> **AIM OF THE TASK**: Replace every "pink sweater" with "gray sweater" in the part of the data that opens with the line containing "# Where is the pink" and closes with the line containing "(261, 141), (336, 243)". Give back only those lines, with nothing else changed.

> **SUPPLIED MATERIAL**:
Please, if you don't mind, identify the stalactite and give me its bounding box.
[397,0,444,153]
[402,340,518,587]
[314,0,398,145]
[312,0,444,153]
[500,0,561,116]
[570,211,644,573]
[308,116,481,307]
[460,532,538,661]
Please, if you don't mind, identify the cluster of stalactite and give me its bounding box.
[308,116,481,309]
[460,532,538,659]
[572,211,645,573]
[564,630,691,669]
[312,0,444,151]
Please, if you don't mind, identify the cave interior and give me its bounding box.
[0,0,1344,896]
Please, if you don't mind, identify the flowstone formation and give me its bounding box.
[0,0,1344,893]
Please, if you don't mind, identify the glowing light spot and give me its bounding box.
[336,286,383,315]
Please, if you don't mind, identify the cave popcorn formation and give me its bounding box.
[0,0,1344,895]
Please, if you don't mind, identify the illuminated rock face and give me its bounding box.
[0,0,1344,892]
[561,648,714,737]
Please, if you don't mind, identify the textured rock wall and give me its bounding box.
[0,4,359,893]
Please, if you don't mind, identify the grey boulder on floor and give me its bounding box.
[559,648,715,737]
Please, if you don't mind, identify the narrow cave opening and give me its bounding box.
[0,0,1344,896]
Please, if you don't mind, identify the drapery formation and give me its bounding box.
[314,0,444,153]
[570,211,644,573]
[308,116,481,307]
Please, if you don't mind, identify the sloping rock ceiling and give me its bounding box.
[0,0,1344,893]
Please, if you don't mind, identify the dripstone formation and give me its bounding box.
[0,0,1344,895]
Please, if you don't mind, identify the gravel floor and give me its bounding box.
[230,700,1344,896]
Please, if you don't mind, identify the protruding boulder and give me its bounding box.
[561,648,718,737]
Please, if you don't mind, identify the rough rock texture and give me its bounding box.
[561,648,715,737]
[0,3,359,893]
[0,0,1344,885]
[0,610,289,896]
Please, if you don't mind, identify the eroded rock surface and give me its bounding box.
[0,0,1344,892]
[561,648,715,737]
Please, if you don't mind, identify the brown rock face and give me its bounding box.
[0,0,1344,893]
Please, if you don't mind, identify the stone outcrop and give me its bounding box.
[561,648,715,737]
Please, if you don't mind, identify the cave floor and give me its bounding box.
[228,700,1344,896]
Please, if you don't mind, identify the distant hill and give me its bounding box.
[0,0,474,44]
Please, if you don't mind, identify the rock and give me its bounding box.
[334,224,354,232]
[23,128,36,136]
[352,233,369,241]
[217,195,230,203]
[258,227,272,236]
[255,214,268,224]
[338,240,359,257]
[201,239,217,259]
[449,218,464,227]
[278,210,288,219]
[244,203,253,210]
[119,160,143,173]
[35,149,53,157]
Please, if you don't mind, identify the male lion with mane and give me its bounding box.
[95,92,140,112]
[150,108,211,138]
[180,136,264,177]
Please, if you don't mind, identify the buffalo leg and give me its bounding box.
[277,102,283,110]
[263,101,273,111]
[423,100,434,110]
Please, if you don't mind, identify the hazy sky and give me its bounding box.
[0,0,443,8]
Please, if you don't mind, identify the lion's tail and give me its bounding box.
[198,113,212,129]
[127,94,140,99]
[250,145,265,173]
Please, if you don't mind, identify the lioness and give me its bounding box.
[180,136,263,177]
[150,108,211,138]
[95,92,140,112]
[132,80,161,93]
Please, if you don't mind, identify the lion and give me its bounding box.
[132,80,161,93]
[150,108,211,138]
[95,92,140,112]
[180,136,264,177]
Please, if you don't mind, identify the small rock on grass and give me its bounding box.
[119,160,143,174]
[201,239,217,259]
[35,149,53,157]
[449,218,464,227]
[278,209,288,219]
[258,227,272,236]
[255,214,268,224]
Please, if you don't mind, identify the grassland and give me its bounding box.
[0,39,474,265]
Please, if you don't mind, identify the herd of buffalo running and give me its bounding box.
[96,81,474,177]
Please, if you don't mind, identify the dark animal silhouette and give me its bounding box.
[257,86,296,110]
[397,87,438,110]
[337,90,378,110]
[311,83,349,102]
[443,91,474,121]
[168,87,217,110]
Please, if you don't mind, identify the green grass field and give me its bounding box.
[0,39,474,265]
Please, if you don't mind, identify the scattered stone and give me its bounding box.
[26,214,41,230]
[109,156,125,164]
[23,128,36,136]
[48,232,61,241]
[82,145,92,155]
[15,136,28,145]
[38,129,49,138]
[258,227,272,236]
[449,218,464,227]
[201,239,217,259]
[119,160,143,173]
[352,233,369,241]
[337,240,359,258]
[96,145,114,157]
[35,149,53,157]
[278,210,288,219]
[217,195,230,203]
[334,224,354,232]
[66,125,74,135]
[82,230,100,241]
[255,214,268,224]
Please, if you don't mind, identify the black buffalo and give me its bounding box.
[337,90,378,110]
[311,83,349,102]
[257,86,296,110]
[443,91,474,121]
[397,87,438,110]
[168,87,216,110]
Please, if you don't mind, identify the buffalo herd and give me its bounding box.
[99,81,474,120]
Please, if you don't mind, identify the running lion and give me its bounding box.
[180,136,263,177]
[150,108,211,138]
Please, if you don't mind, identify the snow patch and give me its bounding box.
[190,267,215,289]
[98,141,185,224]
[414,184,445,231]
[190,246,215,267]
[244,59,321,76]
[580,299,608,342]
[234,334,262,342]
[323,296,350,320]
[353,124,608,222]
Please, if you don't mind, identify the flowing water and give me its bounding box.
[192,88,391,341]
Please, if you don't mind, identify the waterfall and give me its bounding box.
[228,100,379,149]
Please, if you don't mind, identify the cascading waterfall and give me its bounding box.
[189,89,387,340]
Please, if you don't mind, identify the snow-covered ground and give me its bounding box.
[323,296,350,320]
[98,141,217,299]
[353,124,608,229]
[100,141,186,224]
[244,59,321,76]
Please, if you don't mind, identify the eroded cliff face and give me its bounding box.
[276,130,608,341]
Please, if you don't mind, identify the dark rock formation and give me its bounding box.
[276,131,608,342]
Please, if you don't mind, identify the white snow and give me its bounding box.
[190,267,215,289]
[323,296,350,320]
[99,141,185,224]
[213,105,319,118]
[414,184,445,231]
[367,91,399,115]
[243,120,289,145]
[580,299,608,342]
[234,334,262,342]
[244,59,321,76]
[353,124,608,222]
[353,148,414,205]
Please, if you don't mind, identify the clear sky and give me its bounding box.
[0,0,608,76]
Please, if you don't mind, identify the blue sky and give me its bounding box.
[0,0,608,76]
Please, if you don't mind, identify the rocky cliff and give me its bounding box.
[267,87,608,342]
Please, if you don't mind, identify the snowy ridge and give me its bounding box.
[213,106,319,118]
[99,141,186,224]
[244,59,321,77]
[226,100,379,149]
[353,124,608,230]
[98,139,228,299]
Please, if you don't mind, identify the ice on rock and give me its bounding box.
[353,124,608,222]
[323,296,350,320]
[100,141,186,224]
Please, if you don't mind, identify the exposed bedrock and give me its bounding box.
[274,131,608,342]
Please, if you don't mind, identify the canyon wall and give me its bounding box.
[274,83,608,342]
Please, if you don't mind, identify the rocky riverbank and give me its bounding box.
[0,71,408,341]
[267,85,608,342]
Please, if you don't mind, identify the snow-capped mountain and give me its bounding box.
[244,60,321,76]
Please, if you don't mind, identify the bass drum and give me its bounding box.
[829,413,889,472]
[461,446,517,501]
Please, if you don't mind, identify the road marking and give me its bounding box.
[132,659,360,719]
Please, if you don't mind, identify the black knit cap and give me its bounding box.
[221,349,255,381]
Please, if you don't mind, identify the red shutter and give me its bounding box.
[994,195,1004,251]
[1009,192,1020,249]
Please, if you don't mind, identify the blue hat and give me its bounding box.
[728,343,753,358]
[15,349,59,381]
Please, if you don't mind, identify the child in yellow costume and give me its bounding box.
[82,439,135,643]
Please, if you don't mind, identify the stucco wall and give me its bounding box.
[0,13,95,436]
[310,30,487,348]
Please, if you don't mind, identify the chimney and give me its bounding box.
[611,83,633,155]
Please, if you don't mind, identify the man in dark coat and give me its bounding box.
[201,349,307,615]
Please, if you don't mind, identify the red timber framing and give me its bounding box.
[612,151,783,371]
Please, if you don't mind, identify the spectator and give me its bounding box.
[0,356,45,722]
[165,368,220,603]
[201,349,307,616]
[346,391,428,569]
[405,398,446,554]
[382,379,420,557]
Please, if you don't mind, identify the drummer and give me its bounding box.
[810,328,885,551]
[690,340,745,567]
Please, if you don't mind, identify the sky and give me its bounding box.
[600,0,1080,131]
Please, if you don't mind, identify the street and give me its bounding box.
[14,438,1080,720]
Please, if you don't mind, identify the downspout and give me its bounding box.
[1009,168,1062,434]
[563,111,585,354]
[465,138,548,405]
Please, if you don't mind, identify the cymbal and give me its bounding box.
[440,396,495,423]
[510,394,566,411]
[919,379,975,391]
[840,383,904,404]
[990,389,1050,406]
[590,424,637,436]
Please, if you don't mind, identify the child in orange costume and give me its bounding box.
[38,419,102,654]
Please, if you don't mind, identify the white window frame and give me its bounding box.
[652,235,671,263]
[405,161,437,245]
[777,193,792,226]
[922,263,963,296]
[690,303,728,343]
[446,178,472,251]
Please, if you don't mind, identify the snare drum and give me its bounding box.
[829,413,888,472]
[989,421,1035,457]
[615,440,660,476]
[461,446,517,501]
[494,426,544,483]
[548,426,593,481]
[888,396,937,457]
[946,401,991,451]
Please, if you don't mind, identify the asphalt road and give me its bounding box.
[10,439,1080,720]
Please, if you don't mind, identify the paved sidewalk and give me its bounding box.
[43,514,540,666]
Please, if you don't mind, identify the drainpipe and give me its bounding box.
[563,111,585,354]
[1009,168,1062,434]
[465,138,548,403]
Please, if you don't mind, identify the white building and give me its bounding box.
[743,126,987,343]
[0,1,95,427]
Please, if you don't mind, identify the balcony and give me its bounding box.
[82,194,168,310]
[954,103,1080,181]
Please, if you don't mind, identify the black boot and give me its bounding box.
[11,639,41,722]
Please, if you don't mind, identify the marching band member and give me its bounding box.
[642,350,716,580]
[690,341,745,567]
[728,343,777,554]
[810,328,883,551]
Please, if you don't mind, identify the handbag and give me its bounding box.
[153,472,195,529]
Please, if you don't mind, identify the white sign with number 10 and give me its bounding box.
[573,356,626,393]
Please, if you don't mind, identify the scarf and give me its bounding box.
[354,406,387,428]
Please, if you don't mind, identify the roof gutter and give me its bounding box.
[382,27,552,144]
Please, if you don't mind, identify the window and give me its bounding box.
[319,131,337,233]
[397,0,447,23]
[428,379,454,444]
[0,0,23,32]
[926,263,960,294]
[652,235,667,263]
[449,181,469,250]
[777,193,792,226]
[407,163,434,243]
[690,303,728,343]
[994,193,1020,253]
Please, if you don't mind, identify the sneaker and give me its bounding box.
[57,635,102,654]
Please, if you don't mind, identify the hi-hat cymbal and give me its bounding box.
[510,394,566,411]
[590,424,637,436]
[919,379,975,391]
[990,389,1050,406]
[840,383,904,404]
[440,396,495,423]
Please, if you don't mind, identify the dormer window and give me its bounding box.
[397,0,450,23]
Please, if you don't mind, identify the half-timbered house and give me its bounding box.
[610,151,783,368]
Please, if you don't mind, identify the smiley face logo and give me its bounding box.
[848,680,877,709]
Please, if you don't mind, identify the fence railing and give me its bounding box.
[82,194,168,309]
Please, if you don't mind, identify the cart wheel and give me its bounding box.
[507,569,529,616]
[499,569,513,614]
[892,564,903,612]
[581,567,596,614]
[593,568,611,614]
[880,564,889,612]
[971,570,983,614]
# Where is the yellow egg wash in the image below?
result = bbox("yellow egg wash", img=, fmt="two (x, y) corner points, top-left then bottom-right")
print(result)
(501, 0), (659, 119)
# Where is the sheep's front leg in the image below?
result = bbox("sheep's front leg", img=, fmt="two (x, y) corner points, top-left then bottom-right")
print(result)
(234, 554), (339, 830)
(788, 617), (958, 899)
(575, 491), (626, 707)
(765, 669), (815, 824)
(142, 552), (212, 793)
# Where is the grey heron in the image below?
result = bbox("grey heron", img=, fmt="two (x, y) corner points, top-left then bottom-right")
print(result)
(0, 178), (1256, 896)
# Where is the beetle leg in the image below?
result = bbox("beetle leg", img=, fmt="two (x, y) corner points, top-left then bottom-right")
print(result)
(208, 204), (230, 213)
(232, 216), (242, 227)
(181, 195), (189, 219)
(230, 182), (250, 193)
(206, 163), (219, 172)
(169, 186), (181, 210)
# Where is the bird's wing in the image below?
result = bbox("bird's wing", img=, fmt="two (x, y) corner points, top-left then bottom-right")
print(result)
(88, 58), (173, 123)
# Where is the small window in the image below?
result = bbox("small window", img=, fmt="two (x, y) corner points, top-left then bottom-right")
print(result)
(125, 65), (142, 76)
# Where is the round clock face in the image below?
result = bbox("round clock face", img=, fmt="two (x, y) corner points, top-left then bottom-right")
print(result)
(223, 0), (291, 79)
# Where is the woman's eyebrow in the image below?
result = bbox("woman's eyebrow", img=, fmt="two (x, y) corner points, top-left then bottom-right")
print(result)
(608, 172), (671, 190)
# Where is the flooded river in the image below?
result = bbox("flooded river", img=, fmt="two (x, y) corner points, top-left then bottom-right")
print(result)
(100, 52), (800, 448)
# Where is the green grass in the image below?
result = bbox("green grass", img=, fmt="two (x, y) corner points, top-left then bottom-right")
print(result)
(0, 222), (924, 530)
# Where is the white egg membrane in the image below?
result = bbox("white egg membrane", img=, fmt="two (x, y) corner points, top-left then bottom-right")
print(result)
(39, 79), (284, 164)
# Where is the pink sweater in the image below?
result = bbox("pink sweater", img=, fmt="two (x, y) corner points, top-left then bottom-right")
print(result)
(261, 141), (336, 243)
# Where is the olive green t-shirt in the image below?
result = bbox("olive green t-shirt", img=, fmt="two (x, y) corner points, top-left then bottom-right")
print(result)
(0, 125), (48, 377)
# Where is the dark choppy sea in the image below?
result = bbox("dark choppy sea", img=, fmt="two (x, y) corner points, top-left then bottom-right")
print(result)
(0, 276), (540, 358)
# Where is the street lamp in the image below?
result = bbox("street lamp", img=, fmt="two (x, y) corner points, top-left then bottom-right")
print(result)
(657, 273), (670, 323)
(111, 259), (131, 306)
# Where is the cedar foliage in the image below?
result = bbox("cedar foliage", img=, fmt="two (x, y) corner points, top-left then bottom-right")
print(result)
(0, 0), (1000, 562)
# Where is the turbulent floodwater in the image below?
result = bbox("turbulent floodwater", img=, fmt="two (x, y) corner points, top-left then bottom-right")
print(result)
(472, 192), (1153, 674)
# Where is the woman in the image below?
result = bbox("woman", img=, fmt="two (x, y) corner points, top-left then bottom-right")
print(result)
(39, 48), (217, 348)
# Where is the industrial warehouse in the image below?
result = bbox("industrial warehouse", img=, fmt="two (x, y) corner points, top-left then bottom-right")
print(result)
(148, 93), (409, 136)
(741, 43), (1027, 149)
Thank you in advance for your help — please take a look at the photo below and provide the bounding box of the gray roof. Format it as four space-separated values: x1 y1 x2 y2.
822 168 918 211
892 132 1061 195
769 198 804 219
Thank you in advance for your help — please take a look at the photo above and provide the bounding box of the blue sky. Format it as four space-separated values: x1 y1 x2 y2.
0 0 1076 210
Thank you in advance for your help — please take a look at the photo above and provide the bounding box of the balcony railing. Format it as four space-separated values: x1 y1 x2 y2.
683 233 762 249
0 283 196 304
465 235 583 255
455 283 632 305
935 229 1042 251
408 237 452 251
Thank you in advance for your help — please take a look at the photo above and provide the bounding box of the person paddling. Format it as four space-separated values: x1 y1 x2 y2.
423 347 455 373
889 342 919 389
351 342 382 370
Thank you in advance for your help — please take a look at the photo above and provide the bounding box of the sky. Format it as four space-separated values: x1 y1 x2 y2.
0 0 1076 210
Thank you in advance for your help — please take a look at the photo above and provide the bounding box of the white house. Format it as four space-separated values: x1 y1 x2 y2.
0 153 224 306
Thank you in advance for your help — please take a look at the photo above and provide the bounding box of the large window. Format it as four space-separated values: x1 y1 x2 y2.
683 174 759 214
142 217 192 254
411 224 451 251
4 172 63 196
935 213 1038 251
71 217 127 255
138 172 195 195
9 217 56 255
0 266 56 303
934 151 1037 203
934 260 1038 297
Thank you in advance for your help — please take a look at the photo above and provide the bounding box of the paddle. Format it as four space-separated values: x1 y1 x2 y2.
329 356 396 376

> **RESULT FOR THIS TASK**:
# Where is the gray sweater in the image below?
result = bbox("gray sweater", img=, fmt="two (x, y) corner points, top-left then bottom-right")
print(result)
(261, 141), (336, 243)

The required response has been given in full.